Instructions for the task
In the lines below, swap every "single point" for "dot" and write them out again with nothing else changed.

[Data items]
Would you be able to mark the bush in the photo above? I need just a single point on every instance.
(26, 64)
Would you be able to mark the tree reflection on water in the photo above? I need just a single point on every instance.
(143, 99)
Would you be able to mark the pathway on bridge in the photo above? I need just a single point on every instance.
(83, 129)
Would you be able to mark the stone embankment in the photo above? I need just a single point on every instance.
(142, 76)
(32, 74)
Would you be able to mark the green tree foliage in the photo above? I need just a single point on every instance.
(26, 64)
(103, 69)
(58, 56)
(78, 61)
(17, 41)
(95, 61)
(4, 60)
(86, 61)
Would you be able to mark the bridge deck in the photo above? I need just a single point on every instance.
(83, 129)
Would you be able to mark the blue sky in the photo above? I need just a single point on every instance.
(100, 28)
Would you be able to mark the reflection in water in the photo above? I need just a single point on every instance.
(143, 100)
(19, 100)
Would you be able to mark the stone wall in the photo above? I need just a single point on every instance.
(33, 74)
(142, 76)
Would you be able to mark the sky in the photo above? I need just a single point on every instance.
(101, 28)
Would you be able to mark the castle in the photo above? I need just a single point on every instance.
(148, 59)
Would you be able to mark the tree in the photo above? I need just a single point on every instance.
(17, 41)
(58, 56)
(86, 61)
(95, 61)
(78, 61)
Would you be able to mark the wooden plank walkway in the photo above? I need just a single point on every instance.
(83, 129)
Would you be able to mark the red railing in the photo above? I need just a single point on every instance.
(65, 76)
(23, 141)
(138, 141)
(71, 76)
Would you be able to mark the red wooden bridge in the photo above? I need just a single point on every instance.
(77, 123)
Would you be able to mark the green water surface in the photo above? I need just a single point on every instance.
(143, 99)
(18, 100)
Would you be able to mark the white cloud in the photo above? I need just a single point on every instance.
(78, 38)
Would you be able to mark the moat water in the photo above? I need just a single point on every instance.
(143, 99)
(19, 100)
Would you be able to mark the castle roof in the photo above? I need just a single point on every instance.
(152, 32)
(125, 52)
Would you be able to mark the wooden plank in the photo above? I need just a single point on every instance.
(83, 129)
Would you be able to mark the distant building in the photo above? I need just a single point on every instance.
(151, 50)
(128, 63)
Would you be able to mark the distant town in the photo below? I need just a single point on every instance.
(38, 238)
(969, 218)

Answer to the problem
Would you be able to mark the bush in the photo above? I need just a dot on every instance.
(26, 64)
Would you be able to mark the tree reflection on water in the photo above? I need just a dot on every instance.
(143, 99)
Would you be able to mark the pathway on bridge in the photo above? I need just a dot on every instance.
(83, 129)
Would you be able to mark the stone embankment in the photo above? I need just a dot on every instance.
(142, 76)
(32, 74)
Would you be able to mark the green tree foliage in the photo above? I need just a dot on every instance.
(26, 64)
(103, 69)
(58, 56)
(78, 61)
(17, 41)
(95, 61)
(4, 60)
(86, 61)
Would you be able to mark the bridge deck in the photo above? I need just a dot on every instance.
(83, 129)
Would you be able to mark the blue sky in the photo above? I need just a dot on every instance.
(100, 28)
Would you be able to mark the reflection in water in the photo above? I need just a dot on every instance.
(143, 100)
(19, 100)
Would you be able to mark the stone wall in the photo above? I need just a dot on every instance.
(33, 74)
(142, 76)
Would you be able to mark the sky in the photo above? I need just a dot on every instance.
(101, 28)
Would you be able to mark the castle in the photo above? I need just a dot on every instance.
(148, 59)
Would you be able to mark the tree in the photo above? I need just a dot on every instance.
(17, 41)
(58, 56)
(86, 61)
(95, 61)
(78, 61)
Would you be able to mark the wooden plank walkway in the photo above? I need just a dot on every instance.
(83, 129)
Would you be able to mark the red railing in the photo above? I need just a dot on every instance.
(65, 76)
(23, 141)
(138, 141)
(71, 76)
Would you be able to mark the red wooden bridge in the photo above? I need just a dot on every instance.
(77, 123)
Would you be able to mark the green water surface in the photo above? I need just a dot on every instance.
(143, 99)
(18, 100)
Would you be able to mark the white cloud in the photo above? I need just a dot on every instance.
(78, 38)
Would you be able to mark the moat water in the photo above? I need just a dot on every instance.
(143, 99)
(19, 100)
Would you be able to mark the castle roof in the photo above? I need just a dot on every instance.
(152, 32)
(125, 52)
Would you be able to mark the wooden plank in the photo above? I need just a dot on every instance.
(83, 129)
Would you be able to mark the distant building in the photo above? I need just a dot on every instance.
(151, 50)
(128, 63)
Would you be able to mark the distant town in the photo below? I need just a dot on every instance.
(38, 238)
(969, 218)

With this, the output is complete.